## DATA PROVIDED
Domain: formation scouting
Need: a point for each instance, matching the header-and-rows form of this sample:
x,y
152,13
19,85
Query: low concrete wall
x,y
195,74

## THE REQUEST
Render the lines above as a Markdown table with two columns, No. and Line. Number each row and leave out any blank lines.

## COMPLETE RESPONSE
| No. | Line |
|---|---|
| 1 | Domain: formation scouting |
| 2 | Need: a point for each instance, matching the header-and-rows form of this sample: |
| 3 | x,y |
| 4 | 152,13 |
| 5 | 19,85 |
| 6 | Query: low concrete wall |
| 7 | x,y |
| 8 | 195,74 |